Output every line of the following material verbatim, without altering, omitting, or reordering anything.

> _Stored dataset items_
::::::::
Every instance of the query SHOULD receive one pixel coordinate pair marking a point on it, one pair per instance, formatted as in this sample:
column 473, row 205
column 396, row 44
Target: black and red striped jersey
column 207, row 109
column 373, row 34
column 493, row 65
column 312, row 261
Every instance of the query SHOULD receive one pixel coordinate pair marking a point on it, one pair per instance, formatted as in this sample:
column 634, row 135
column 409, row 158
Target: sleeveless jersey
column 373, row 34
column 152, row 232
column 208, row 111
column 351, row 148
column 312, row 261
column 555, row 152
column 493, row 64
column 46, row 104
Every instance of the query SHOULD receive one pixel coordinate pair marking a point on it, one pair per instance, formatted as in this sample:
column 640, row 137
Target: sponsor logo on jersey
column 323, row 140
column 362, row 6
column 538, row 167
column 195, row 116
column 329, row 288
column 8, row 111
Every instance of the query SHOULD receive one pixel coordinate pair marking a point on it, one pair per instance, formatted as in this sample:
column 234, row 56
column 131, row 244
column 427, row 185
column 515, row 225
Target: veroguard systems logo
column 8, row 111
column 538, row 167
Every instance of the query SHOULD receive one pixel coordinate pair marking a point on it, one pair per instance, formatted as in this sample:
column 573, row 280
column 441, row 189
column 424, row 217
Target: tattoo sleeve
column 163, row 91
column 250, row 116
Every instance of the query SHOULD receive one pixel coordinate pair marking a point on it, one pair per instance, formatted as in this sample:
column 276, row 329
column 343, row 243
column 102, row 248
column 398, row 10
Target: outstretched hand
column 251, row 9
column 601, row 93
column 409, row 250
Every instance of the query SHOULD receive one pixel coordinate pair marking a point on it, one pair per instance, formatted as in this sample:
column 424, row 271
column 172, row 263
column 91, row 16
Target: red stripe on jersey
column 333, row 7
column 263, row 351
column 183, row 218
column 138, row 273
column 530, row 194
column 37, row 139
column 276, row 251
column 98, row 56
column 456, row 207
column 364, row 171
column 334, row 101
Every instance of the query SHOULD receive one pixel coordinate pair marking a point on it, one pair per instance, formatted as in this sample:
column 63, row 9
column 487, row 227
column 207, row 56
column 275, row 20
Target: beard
::::::::
> _SOLUTION TO THE EXERCISE_
Every instance of the query SHOULD receive one pixel coordinate pair marking a point on it, one pair per instance, formatted as in this sample:
column 473, row 205
column 396, row 44
Target: black and red striped jersey
column 207, row 109
column 373, row 34
column 493, row 65
column 312, row 261
Every instance of the query SHOULD receive one pixel coordinate pair marking a point on it, one pair per instance, formatted as in this sample:
column 634, row 135
column 409, row 158
Target: sleeveless jersey
column 373, row 34
column 152, row 232
column 208, row 111
column 351, row 148
column 312, row 261
column 555, row 152
column 493, row 64
column 46, row 104
Every instance of the query SHOULD receive one pixel coordinate pair marking a point on it, one pair per instance, formatted as in this sample:
column 640, row 137
Target: sponsor logo on jersey
column 323, row 140
column 362, row 6
column 538, row 167
column 195, row 116
column 329, row 288
column 8, row 111
Every instance of the query SHOULD receive one pixel coordinate pair marking a point on it, one pair per instance, formatted as in this sample:
column 234, row 56
column 131, row 244
column 427, row 185
column 515, row 225
Target: veroguard systems logo
column 8, row 111
column 538, row 167
Every instance of the query SHOULD receive one pixel coordinate pair marking a point on it, one pair per instance, formatted as in this sample:
column 573, row 280
column 441, row 189
column 424, row 217
Target: tattoo sleeve
column 163, row 91
column 250, row 116
Every instance of the query SHOULD receive one pixel coordinate pair marking a point on it, one pair per instance, formatted as in this sample:
column 276, row 329
column 343, row 243
column 102, row 248
column 398, row 10
Target: outstretched hand
column 251, row 9
column 601, row 93
column 409, row 250
Every instance of the query SHOULD receive one pixel coordinate pair marking a point on it, one pair per instance, formatted as in this sample:
column 424, row 271
column 172, row 263
column 91, row 16
Target: red stripe on jersey
column 333, row 7
column 263, row 351
column 183, row 218
column 138, row 273
column 530, row 194
column 37, row 139
column 276, row 251
column 98, row 56
column 456, row 207
column 364, row 171
column 334, row 101
Every instance of the query SHOULD receive one pixel coordinate pair marking a point on it, one pair per instance, formatted as in this sample:
column 63, row 9
column 487, row 227
column 207, row 56
column 275, row 20
Target: beard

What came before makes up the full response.